GithubHelp home page GithubHelp logo

bacon's Introduction

BACON: Deep-Learning Powered AI for Poetry Generation with Author Linguistic Style Transfer

BACON (Basic AI for Collaborative pOetry writiNg) is a project on computational linguistics / Natural Language Processing (NLP) that I developed during my Junior high school year. I implemented it before the "Transformers era", since at that time (circa September 2017) I was not aware of the work on Transformer architecture -the seminal paper by Vaswami et al. (2017) would be presented just a few months later at the 2017 NeurIPS conference-, and in any case, there were no pre-trained language models available based on Transformers (How things have changed in the last 5 years!).

This project received several awards. You can find a paper which I presented at the 2018 California Science & Engineering Fair here.

I am currently developing a more modern version of BACON, based on Transformers. Please, refer to BACON Reloaded.

Introduction

BACON is a prototype of an automatic poetry generator with (a basic version of linguistic style transfer): it writes original, meaningful poetry in the style of any given author, with a quality and resemblance high enough as to be indistinguishable from the existing works of such author. The name is coined after Sir Francis Bacon who, according to some, was who actually wrote William Shakespeare’s plays.

The application of artificial neural networks to the problem of style transfer has been implemented successfully for paintings by Gatys, Ecker, and Bethge (2015). Linguistic style transfer for prose works has been recently explored for example in Ficler and Goldberg (2017), Xu et al. (2012).

BACON approaches the problem of automatic poetry generation with linguistic style transfer by splitting the solution in two components:

  1. a linguistic style modeler (LSM), which builds a probabilistic model of the style used by any given author, and,
  2. a deep-learning powered automatic poem generator (APG) which uses the model generated by the LSM to guide the generation of original, meaningful poetry, with rich aesthetic rules, in the style of such author.

For the APG module BACON builds on the research developed by Hopkins and Kiela (2017). Their approach addresses the problem of automatically creating correct and meaningful poetry as “a constraint satisfaction problem imposed on the output of a generative model, where the constraints to restrict the types of generated poetry can be modified at will.” Their solution combines, in a pipeline, the following two components:

  1. a generative language model representing content, which is implemented through a Long Short Term Memory (LSTM) Recurrent Neural Network (RNN), and
  2. a discriminative model representing form, which is implemented through a Weighted Finite State Transducer (WFST).

========================

- _Directions_
Extend the BACON poetry generator write-up beyond its final sentence, picking up after the description of the two components in the pipeline.

========================

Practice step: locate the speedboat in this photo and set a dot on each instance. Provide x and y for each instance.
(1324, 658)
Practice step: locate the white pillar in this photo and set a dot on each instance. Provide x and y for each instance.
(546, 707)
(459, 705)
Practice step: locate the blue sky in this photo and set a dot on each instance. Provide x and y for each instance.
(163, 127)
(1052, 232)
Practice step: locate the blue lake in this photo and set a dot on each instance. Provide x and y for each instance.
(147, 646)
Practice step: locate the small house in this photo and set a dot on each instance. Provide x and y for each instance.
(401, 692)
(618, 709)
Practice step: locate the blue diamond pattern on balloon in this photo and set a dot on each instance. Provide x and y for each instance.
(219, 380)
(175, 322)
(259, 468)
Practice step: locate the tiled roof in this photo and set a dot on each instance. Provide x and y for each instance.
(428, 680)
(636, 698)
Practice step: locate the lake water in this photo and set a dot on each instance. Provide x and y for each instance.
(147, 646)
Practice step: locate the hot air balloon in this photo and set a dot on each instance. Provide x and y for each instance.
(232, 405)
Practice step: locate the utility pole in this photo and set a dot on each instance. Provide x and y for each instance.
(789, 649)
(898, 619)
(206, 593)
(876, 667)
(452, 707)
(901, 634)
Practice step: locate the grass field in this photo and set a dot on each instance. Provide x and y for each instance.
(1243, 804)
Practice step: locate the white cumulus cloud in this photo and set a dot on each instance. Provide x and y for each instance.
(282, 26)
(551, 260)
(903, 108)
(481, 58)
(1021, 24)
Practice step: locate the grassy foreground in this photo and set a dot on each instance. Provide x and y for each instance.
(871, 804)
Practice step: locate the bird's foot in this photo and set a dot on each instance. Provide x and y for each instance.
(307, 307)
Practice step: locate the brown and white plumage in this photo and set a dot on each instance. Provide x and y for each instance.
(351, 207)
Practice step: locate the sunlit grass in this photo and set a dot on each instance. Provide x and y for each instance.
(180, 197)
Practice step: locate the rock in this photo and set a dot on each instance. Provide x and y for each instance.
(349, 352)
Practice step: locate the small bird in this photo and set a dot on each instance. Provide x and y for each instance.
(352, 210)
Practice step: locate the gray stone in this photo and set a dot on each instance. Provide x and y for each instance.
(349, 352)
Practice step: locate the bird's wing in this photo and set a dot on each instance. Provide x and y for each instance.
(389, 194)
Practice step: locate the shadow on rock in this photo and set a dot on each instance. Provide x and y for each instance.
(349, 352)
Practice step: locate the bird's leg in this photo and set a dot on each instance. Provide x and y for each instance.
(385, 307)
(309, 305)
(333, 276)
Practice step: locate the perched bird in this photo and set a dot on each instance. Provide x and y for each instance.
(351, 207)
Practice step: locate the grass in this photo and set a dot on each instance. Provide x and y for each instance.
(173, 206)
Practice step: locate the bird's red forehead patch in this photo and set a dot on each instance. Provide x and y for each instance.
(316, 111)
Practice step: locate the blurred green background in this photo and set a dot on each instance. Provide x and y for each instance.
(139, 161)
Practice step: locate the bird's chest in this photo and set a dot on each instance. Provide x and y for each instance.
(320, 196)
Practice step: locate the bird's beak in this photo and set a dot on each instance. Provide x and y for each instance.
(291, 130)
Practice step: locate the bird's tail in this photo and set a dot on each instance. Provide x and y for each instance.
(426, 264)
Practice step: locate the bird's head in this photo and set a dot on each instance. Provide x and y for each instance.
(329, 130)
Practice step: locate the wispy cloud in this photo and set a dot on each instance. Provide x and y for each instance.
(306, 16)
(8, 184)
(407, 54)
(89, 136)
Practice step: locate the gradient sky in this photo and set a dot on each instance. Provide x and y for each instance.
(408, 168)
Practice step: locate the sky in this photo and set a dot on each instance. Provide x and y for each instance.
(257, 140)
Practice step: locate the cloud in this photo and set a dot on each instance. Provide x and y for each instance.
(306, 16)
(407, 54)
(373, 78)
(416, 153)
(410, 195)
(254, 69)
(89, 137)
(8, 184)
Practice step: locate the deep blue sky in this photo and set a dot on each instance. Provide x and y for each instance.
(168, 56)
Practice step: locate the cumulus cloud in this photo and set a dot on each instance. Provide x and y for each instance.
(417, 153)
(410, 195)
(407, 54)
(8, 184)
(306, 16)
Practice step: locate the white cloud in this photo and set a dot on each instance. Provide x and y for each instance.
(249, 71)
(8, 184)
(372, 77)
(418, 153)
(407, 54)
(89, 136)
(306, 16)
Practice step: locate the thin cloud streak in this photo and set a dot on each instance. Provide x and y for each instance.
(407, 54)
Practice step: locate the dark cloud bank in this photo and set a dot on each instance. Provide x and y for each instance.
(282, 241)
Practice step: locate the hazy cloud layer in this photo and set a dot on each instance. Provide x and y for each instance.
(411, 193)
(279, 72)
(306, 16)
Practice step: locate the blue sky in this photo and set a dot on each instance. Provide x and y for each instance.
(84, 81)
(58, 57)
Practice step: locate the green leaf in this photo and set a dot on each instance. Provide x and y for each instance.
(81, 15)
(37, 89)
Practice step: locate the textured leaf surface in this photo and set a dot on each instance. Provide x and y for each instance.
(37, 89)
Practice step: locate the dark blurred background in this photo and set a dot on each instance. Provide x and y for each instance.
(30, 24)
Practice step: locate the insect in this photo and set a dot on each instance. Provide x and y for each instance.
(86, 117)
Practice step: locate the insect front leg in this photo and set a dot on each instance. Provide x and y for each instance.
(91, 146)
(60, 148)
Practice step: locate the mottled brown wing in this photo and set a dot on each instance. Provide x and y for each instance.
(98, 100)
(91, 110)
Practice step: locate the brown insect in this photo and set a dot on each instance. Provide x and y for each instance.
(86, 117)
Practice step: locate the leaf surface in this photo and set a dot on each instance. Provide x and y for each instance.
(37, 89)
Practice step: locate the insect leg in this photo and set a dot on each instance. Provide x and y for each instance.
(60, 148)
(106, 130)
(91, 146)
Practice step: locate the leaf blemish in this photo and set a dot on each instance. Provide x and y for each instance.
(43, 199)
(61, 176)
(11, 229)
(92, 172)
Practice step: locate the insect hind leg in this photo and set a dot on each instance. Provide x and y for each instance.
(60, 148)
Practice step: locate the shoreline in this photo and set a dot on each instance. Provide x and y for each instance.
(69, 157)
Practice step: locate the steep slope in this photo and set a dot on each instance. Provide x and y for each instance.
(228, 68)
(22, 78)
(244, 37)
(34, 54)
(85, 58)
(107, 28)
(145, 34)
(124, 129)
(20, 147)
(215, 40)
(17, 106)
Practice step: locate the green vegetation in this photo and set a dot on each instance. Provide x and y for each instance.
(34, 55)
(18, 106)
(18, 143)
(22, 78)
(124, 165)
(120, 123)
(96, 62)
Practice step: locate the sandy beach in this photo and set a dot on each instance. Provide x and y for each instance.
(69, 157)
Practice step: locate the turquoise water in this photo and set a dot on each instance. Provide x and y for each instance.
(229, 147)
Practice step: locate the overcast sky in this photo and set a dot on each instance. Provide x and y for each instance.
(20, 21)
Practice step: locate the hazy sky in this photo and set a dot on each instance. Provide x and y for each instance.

========================

- _Exercise answer_
The LSM module generates a probabilistic model of a given author’s linguistic style by extracting high-entropy n-grams -through Term-Frequency-Inverse Document Frequency (TF-IDF)- and latent topics -through Latent Dirichlet Analysis (LDA)- from the author corpus, which is parsed against two Vector Space Models (VSM):

  1. a large set of English poetry texts, consisting of 7.6 million words and 34.4 million characters, taken from 20th century poetry books, and
  2. a large set of general English language texts, consisting of a full English Wikipedia dump, consisting of 5.5 million documents and 43.6 million pages.

Linguistic style transfer is achieved by probabilistic conditioning/boosting of the high-entropy n-grams and topic words in the LSM applied to the APG module.

An extrinsic evaluation procedure was performed by conducting an indistinguishability study with a selection of poems written by a human poet and automatically generated poems in the style of that same author -a variant of the so-called Turing test for art works. The results show that participants were unable to tell the difference between human and BACON-generated poems in any statistically significant way.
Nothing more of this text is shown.